[CONSIGNE 1] Indiquez si chacune des affirmations suivantes est conforme à l'extrait du document, en répondant par oui ou par non et en citant exactement les mots qui tranchent. (a) Le contrat de travail initial de Mme [Z] [O] courait du 18 septembre 2018 au 30 septembre 2018. (b) L'AGS a déposé ses dernières écritures le 27 février 2023. (c) Les emplois à caractère saisonnier figurent parmi les cas permettant de conclure un contrat à durée déterminée.
[CONSIGNE 2] Reproduisez fidèlement le passage de l'extrait du document qui va de « - de mettre » jusqu'à « structurelle de l'entreprise. ».

[EXTRAIT DU DOCUMENT]
++++++++
A titre subsidiaire :

- de prendre acte des limites de garantie du CGEA AGS de [Localité 5],

En tout état de cause :

- de mettre à la charge de tout autre que le CGEA AGS de [Localité 5] les entiers frais et dépens de la présente instance.

SUR CE, LA COUR

Pour plus ample exposé sur les moyens et prétentions des parties, il sera expressément renvoyé aux dernières écritures qu'elles ont déposées sur le RPVA, s'agissant de l'AGS le 16 janvier 2023, et en ce qui concerne la salariée le 27 février 2023.

Sur la demande de requalification des contrats de travail à durée déterminée (CDD)

Mme [Z] [O] soutient que le contrat de travail initial du 18 septembre 2018 au 30 septembre 2018, et ses deux renouvellements jusqu'au 30 juin 2019, ne sont pas justifiés par un accroissement d'activité ; elle considère qu'elle a été affectée à l'activité normale et structurelle de l'entreprise.

L'AGS -CGEA de [Localité 5] rétorque que rien dans le dossier ne permet de douter de la réalité du surcroît d'activité qui aurait légitimé le recours au CDD.

Motivation

Aux termes des dispositions de l'article L1242-2 du code du travail, un contrat de travail à durée déterminée ne peut être conclu que pour l'exécution d'une tâche précise et temporaire, et seulement pour :

- remplacement d'un salarié, dans les cas précisés dans l'article

- accroissement temporaire de l'activité de l'entreprise

- emplois à caractère saisonnier

- remplacement d'un chef d'entreprise

- remplacement du chef d'une exploitation agricole

- recrutements d'ingénieurs ou de cadres en vue de la réalisation d'un objet défini.
++++++++
[BLOC DE DONNÉES]
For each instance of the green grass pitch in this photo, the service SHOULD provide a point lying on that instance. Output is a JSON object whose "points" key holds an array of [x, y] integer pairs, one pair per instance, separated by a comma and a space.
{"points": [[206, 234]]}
++++++++
[CORRIGÉ 1]
(a) Oui : « le contrat de travail initial du 18 septembre 2018 au 30 septembre 2018 ».
(b) Non : « s'agissant de l'AGS le 16 janvier 2023, et en ce qui concerne la salariée le 27 février 2023 ».
(c) Oui : « emplois à caractère saisonnier ».

[CORRIGÉ 2]
- de mettre à la charge de tout autre que le CGEA AGS de [Localité 5] les entiers frais et dépens de la présente instance.

SUR CE, LA COUR

Pour plus ample exposé sur les moyens et prétentions des parties, il sera expressément renvoyé aux dernières écritures qu'elles ont déposées sur le RPVA, s'agissant de l'AGS le 16 janvier 2023, et en ce qui concerne la salariée le 27 février 2023.

Sur la demande de requalification des contrats de travail à durée déterminée (CDD)

Mme [Z] [O] soutient que le contrat de travail initial du 18 septembre 2018 au 30 septembre 2018, et ses deux renouvellements jusqu'au 30 juin 2019, ne sont pas justifiés par un accroissement d'activité ; elle considère qu'elle a été affectée à l'activité normale et structurelle de l'entreprise.